(Exercise materials Opens)

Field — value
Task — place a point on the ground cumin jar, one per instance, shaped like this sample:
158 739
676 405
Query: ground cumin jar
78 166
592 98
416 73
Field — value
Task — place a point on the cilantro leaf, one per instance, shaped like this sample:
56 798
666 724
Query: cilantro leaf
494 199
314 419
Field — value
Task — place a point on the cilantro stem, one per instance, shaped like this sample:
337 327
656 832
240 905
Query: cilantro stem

(Exercise materials Closes)

Copy the entries above exactly, so that each line matches the original.

Field — value
Task — place a point on the ground cumin jar, one per instance, shaped like this sample:
158 739
676 405
Query: ground cumin jar
78 166
592 98
416 73
Field — value
Task — place a point on the cilantro leaf, one per instance, shaped like this sample:
56 798
666 724
Query: cilantro leaf
494 199
314 419
Field — value
Task — place a point on the cilantro stem, one per instance, shaped like this sample:
337 327
656 832
240 905
Query: cilantro stem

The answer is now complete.